**WORK TO COMPLETE**
Could you pick up the essay on the public and sustainable energy after its final sentence and carry it forward?

**PASSAGE**
● ● ●
The Public and Sustainable Energy

            For several years now, the nation’s attention has been increasingly focused on the problems of increasing fuel costs, decreasing fuel supply, and global climate change. In the online broadcast lecture “The Role of New Technologies in a Sustainable Energy Economy,” Professors Daniel Nocera and Angela Belcher help to shed more light on the cogs of the sustainable energy machine. While they initially talk about their scientific work – Nocera on splitting water and Belcher on bioengineering biocomposite materials – the conversation eventually turns to a broader query of the entire sustainable energy issue. Nocera appeals to the crowd by describing the relative ineffectiveness of non-solar alternative energy, knocking out big names like biofuels, nuclear energy, and wind energy. The crowd does not appeal back, unfortunately; instead, an array of repeated questions and hot-button issues only provides further proof that public knowledge of science is far behind the times.
● ● ●
**DATASET CONTENT**
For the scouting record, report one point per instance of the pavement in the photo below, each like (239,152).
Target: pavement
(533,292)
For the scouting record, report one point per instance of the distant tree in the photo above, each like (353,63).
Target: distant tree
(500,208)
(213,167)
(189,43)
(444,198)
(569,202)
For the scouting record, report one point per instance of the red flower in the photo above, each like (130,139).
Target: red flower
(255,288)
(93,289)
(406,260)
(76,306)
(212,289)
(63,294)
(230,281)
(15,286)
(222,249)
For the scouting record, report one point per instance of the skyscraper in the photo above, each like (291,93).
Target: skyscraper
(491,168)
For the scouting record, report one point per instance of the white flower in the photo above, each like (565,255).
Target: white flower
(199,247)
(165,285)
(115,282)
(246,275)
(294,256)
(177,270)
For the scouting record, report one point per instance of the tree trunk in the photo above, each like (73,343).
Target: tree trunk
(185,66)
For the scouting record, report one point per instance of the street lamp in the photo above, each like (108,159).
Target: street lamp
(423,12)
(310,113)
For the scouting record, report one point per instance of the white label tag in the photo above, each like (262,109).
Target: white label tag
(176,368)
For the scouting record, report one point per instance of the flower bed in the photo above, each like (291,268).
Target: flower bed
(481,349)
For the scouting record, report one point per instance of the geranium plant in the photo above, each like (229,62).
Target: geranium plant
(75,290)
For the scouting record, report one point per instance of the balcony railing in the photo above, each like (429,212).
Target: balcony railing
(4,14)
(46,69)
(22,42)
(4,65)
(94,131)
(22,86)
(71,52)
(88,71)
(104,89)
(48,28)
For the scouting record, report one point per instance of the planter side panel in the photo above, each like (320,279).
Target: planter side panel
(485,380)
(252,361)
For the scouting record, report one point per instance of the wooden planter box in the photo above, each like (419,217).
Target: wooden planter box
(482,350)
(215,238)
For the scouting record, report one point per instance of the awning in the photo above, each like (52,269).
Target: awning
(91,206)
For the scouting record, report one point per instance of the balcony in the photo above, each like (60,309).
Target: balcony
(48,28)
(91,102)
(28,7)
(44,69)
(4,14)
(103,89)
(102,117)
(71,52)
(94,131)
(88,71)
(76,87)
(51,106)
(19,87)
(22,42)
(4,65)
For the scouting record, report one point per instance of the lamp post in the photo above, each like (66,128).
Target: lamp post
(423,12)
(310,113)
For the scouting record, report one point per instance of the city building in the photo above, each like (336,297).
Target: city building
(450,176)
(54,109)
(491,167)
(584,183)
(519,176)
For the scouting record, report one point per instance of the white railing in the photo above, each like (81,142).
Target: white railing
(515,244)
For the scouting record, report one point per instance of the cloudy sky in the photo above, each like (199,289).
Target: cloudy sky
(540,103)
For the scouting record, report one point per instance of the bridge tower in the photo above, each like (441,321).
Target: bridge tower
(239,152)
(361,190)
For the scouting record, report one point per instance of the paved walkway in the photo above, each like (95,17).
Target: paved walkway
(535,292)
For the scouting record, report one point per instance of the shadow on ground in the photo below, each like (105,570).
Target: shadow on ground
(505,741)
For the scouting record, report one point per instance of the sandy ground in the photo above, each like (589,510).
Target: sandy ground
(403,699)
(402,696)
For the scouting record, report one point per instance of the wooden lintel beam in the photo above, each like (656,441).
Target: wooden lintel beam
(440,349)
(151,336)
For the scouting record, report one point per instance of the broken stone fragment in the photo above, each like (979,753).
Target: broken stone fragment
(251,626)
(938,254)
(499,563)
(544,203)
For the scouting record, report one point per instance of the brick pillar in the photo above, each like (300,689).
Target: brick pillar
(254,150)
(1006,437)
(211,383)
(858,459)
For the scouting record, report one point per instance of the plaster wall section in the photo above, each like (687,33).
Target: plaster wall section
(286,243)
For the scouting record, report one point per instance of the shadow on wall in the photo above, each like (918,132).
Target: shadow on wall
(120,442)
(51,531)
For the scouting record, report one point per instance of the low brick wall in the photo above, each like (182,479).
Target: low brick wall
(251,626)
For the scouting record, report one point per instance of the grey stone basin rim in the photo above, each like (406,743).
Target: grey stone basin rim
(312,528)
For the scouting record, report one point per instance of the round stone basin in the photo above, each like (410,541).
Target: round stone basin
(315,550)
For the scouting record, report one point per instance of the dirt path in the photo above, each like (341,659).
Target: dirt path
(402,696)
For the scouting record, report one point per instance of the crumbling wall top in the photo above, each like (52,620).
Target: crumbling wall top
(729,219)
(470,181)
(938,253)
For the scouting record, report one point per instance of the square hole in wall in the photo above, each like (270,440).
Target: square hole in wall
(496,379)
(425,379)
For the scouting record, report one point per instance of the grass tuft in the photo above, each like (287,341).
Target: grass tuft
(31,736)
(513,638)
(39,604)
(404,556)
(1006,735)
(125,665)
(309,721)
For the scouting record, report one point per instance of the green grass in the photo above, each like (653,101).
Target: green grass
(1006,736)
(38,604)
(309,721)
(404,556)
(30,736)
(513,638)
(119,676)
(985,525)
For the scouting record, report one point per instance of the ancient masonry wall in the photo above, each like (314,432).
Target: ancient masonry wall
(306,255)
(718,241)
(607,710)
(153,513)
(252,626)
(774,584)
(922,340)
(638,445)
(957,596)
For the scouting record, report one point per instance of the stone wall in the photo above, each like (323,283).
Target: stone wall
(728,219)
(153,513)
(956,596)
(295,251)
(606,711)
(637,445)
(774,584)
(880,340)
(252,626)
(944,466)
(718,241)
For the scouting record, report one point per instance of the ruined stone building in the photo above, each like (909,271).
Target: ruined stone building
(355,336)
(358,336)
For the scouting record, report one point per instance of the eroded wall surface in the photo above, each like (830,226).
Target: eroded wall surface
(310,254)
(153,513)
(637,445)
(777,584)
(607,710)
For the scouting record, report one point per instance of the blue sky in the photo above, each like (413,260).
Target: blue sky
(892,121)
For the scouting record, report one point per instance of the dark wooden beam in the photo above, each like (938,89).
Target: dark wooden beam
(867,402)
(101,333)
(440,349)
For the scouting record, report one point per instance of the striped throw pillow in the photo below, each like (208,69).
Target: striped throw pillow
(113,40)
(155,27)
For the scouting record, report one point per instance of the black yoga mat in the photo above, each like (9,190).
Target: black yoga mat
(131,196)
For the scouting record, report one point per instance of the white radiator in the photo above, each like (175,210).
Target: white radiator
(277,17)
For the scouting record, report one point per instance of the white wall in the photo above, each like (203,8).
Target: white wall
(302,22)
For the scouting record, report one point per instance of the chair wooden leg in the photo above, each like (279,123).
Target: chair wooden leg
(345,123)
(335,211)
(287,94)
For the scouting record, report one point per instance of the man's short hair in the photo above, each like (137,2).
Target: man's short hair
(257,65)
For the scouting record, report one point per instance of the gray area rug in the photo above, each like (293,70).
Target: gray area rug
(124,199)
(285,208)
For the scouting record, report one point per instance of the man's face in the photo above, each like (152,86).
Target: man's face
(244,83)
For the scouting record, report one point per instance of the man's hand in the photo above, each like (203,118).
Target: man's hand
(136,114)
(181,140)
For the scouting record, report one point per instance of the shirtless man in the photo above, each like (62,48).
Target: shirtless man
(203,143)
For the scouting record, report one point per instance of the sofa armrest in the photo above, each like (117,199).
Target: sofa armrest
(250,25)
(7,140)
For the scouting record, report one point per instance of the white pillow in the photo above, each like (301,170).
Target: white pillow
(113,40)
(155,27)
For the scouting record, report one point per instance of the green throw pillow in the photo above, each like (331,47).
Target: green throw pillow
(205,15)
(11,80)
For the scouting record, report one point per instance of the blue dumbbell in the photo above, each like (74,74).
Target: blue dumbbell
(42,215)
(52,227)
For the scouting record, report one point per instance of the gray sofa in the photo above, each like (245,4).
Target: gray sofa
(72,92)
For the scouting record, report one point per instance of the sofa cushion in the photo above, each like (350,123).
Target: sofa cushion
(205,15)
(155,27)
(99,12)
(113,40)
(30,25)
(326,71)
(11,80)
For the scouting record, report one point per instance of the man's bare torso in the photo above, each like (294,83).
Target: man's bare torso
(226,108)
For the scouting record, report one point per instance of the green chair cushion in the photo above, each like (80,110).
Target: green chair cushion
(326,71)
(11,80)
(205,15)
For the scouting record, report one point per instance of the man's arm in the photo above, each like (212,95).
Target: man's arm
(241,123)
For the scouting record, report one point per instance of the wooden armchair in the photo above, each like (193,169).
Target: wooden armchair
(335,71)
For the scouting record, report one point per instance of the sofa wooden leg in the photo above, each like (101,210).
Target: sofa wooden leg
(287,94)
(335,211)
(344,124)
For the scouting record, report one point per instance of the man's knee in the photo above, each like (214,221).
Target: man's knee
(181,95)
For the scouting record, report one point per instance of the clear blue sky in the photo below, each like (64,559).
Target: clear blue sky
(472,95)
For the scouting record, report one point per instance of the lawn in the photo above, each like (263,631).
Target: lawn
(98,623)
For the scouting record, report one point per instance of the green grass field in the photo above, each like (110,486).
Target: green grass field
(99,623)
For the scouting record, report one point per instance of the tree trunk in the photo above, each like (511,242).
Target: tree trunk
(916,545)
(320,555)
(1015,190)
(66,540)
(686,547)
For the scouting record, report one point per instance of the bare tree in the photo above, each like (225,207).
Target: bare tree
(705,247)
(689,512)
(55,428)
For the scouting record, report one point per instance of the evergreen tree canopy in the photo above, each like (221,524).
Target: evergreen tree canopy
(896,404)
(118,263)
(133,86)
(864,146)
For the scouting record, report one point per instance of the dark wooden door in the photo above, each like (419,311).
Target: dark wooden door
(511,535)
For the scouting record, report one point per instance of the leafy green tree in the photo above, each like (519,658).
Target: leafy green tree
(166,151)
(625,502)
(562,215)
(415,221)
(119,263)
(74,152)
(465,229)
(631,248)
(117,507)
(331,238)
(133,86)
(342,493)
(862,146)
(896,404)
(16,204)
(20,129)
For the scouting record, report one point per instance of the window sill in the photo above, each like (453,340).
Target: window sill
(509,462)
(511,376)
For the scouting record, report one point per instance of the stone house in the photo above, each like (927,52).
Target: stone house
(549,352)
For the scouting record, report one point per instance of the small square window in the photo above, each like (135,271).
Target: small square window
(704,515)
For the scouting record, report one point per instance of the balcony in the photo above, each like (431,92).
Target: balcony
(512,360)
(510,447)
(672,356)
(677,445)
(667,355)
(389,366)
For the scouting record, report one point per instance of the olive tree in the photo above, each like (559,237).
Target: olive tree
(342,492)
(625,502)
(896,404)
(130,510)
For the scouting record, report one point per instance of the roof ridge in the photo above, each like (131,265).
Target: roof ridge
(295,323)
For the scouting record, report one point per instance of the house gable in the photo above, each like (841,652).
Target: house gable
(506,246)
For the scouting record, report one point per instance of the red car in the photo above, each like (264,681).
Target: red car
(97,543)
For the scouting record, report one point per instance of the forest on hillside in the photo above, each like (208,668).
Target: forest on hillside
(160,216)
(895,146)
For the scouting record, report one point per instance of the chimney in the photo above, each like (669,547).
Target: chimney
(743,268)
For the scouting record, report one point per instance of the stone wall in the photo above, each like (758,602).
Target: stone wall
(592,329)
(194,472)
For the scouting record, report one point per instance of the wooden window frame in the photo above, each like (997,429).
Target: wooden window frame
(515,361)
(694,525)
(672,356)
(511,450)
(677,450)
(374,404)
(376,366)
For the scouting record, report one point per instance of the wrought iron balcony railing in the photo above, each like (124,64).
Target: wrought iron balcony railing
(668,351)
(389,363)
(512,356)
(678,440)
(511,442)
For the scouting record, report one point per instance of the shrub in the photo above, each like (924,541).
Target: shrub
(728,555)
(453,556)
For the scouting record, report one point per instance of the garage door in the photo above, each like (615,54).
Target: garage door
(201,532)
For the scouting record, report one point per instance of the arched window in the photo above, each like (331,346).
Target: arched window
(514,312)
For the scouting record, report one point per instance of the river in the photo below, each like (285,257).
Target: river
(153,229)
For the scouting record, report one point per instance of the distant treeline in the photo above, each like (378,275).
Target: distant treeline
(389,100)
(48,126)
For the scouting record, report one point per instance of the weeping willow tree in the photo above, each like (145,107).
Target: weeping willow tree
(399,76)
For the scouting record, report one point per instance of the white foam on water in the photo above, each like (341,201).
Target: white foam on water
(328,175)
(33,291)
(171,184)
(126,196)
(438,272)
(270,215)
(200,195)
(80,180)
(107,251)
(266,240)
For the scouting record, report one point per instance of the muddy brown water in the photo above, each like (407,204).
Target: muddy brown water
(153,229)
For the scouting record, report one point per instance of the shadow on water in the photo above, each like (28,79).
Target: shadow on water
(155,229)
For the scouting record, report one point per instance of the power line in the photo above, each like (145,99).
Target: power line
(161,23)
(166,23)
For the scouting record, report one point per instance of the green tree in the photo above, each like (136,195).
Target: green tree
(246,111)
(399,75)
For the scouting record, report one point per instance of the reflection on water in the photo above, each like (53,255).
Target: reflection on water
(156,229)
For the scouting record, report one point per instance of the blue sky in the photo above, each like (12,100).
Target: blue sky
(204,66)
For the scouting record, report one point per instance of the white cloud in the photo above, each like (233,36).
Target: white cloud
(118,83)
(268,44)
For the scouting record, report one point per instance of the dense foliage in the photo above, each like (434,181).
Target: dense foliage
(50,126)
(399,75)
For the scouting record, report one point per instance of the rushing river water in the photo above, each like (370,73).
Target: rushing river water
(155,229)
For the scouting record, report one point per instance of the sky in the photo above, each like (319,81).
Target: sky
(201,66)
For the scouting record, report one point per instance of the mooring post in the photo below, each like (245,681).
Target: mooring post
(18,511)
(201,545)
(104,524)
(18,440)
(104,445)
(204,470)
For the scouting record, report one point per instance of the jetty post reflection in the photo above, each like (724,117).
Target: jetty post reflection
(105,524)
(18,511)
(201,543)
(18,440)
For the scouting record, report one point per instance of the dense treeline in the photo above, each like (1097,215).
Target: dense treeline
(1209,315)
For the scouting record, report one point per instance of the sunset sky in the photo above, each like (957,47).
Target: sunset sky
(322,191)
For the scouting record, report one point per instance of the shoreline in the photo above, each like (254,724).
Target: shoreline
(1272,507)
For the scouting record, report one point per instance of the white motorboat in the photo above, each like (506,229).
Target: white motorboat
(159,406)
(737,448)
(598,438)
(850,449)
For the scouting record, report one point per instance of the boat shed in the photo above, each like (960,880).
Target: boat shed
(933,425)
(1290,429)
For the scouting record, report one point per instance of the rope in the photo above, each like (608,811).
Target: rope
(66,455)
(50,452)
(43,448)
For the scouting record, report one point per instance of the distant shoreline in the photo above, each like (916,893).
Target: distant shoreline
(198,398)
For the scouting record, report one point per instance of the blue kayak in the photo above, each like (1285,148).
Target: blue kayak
● ● ●
**ANSWER FOR THIS EXERCISE**
            On the surface, I am thrilled that the audience is asking questions related to sustainable energy sources and the costs thereof. Some important topics were covered in Nocera’s and Belcher’s responses, such as the major types of alternative energy, the politics behind ethanol, and the prognosis of an alternative energy world. Each scientist even got a chance to describe their respective work as it pertains to global energy in a very thorough and user-friendly way. Educating the public in ways like this is critical in making smart energy choices; far too many voters are (sometimes willfully) ignorant of the effectiveness of each type of renewable energy. Even worse, as Nocera pointed out, big industries have the money and power to put scientists in their pocket, allowing the suppression of potentially unwanted innovations like solar energy and exaltation of things like the cash-crop fuel, ethanol. In the public eye, the scientist shouting “Go ethanol!” is indistinguishable from the one shouting “Go solar!” If any real progress is to be made with energy issues, the scientific community needs to come to a consensus on the path to take. Given President Obama’s objective in the executive branch returning to science, uniting under one plan of renewable energy seems more plausible than ever.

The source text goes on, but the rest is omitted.